» DATA EXCERPTS
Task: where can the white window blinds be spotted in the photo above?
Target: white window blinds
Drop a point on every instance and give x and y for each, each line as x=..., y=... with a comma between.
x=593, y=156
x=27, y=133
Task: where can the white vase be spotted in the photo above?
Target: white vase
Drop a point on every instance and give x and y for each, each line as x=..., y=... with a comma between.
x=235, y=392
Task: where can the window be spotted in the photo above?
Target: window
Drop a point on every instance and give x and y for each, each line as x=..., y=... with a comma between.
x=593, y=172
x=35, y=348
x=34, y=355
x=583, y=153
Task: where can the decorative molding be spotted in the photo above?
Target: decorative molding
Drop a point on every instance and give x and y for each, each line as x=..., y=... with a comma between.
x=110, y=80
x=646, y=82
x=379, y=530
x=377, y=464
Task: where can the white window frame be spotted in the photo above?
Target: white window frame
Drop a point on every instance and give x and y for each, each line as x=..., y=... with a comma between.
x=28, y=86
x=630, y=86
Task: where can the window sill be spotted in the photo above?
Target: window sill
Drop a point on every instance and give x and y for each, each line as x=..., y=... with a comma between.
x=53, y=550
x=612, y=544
==
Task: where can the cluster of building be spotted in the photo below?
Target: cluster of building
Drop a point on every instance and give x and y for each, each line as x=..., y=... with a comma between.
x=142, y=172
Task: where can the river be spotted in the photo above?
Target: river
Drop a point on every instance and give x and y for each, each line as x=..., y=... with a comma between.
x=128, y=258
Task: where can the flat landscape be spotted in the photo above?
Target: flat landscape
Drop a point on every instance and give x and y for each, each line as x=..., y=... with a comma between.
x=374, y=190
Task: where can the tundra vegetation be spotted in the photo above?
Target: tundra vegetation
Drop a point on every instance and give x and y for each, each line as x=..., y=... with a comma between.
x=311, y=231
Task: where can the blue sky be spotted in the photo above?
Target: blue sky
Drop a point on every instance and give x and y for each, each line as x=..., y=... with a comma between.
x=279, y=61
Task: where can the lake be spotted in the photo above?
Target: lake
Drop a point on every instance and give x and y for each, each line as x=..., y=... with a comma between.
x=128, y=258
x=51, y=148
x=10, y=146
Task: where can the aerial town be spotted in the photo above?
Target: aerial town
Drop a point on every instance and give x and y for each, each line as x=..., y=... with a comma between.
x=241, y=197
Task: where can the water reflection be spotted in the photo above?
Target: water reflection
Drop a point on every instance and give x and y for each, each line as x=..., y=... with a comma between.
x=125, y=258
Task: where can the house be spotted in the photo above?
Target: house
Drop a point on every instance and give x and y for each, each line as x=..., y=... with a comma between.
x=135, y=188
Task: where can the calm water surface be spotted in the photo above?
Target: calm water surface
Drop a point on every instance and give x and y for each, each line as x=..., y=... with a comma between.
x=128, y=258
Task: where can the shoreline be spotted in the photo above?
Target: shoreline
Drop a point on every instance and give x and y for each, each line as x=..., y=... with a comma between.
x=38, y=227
...
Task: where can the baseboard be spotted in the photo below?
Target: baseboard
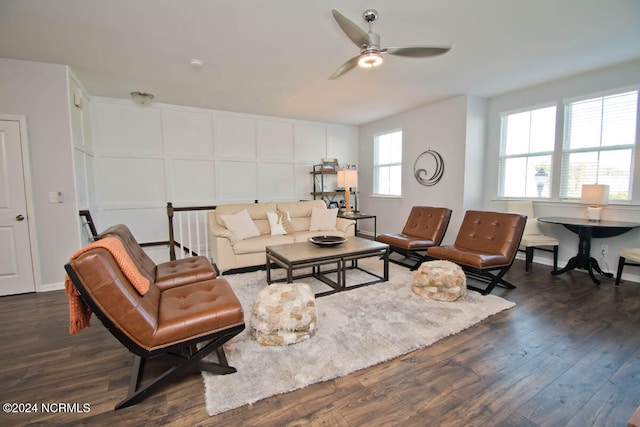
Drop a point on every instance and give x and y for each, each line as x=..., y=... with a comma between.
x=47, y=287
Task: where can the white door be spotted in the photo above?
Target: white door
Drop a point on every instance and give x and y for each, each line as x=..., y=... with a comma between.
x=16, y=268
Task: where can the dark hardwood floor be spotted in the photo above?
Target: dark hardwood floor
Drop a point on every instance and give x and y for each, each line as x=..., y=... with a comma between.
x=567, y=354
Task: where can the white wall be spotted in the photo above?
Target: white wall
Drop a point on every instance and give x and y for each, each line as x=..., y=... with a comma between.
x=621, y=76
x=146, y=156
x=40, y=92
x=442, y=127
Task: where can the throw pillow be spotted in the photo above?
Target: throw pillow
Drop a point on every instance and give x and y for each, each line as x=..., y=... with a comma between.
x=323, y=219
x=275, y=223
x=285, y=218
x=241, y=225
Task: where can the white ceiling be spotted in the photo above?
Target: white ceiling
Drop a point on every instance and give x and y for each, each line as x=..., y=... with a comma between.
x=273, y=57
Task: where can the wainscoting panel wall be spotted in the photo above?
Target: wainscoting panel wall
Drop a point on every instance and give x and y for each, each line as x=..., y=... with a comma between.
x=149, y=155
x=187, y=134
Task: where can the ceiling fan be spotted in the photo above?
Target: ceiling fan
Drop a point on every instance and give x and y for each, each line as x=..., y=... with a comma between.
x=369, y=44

» BRIEF
Copy verbatim the entries from the line containing "Task: where can the white window blinds" through the line containing "x=612, y=544", both lines included.

» TASK SOLUTION
Task: where can the white window blinds be spotted in the photo above?
Target: white window blinds
Drop a point on every instance and give x and y for each, each line as x=..., y=... with a comma between.
x=593, y=156
x=27, y=133
Task: where can the white vase be spotted in the photo above?
Target: white vase
Drop a point on every instance and give x and y for each, each line as x=..., y=... with a comma between.
x=235, y=392
Task: where can the window be spotted in the photo above?
Target: window
Drop a point on every instance and give x and y for each, each line as x=..., y=... with a comma between.
x=593, y=172
x=35, y=348
x=34, y=355
x=583, y=153
Task: where can the decorative molding be spotted in the photo above?
Target: decorative molding
Drop a point on every instance and give x and y for each, each line as x=..., y=... with a comma between.
x=110, y=80
x=646, y=82
x=379, y=530
x=377, y=464
Task: where can the white window frame be spotted in the photo above?
Target: white window frame
Drop a point on every instance and give x and y for each, each line as x=..., y=... with a comma between.
x=28, y=86
x=630, y=86
Task: where can the window sill be spotted in the photo above?
Target: window sill
Drop a point on every instance and give x and y for each, each line as x=..., y=... with a comma between.
x=53, y=550
x=612, y=544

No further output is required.